• ACTIVITY:
Look through the data for the string "blue". Copy every line where it is found.

• Records from a data collection:
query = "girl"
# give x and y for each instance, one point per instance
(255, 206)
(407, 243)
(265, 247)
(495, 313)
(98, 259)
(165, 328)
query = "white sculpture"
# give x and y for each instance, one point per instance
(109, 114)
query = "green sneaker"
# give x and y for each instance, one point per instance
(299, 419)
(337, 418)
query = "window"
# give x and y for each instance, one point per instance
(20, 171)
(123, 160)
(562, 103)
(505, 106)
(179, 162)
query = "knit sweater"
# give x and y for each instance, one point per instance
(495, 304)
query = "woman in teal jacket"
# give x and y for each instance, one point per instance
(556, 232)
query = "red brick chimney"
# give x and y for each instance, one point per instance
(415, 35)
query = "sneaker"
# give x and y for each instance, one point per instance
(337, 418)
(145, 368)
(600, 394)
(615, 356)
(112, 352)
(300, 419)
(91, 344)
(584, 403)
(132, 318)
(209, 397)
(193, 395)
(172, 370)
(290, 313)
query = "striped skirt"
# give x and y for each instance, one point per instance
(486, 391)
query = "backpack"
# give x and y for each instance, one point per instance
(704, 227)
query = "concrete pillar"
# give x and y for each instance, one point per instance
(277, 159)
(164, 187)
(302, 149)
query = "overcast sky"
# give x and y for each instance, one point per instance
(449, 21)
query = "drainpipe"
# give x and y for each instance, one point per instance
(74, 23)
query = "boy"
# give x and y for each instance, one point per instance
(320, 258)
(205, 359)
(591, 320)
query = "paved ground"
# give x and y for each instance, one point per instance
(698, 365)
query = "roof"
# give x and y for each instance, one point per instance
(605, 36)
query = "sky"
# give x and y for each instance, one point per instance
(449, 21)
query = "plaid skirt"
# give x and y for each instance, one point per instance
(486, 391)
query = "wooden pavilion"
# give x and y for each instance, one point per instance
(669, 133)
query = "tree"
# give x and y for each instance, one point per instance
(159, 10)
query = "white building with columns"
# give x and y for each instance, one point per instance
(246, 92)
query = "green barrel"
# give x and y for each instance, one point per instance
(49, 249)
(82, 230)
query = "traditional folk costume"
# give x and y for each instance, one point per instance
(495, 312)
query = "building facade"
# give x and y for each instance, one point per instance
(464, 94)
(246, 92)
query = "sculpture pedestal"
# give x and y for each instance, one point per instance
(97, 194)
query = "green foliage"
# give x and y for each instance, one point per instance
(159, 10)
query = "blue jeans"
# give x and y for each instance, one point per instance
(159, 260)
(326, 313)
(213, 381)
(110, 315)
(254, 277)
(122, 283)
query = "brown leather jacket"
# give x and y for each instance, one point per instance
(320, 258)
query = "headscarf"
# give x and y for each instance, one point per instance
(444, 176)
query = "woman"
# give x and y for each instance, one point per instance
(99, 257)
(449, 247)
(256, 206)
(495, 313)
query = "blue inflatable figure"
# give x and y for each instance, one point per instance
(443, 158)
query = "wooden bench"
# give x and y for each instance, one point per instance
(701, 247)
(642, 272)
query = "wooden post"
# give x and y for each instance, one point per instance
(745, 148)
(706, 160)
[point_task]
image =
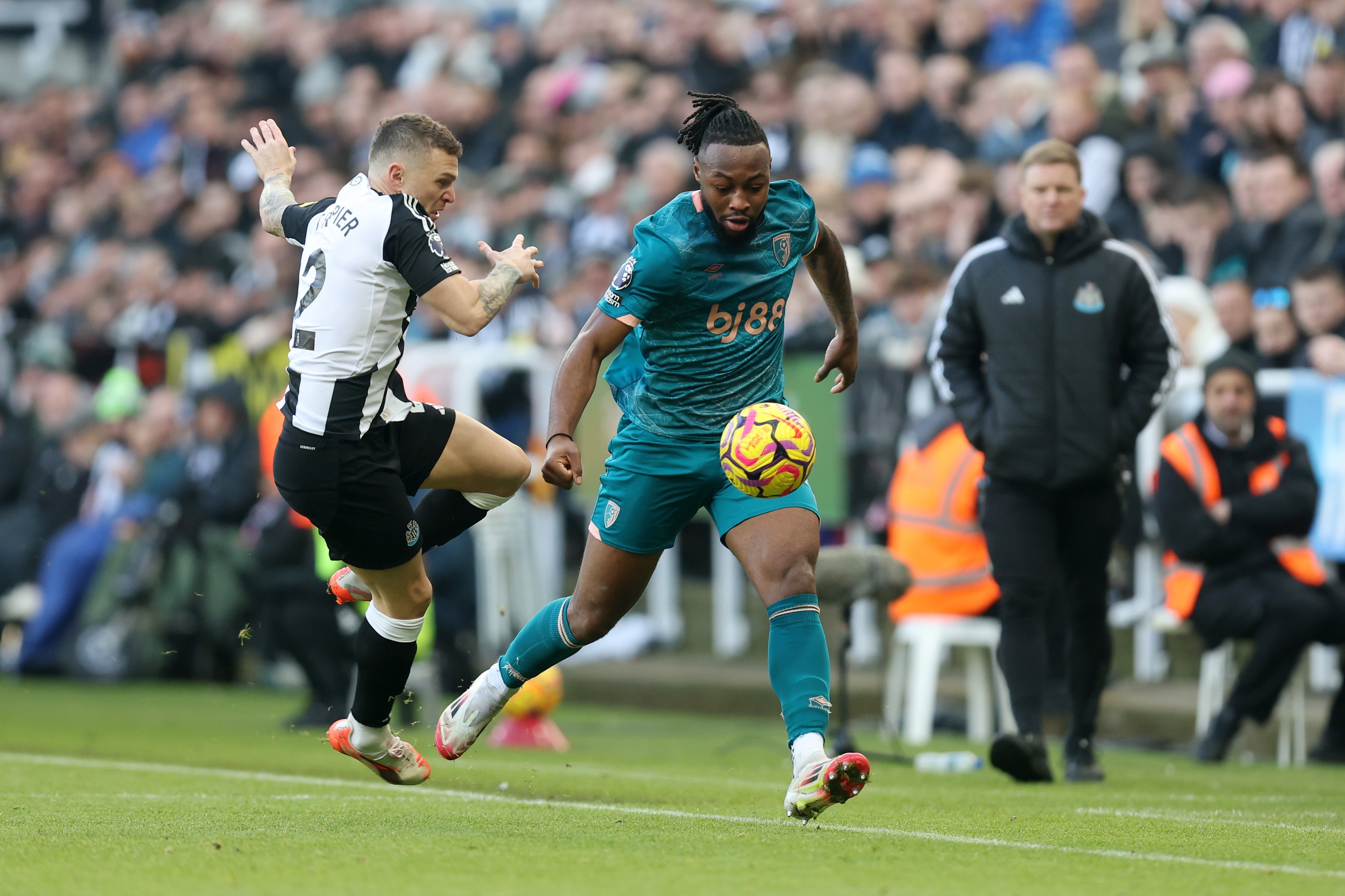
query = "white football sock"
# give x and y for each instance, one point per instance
(495, 687)
(805, 750)
(372, 742)
(485, 501)
(400, 630)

• SOLUTION TO THIS PROBLEM:
query = "blue jeans"
query = "blue inflatable figure"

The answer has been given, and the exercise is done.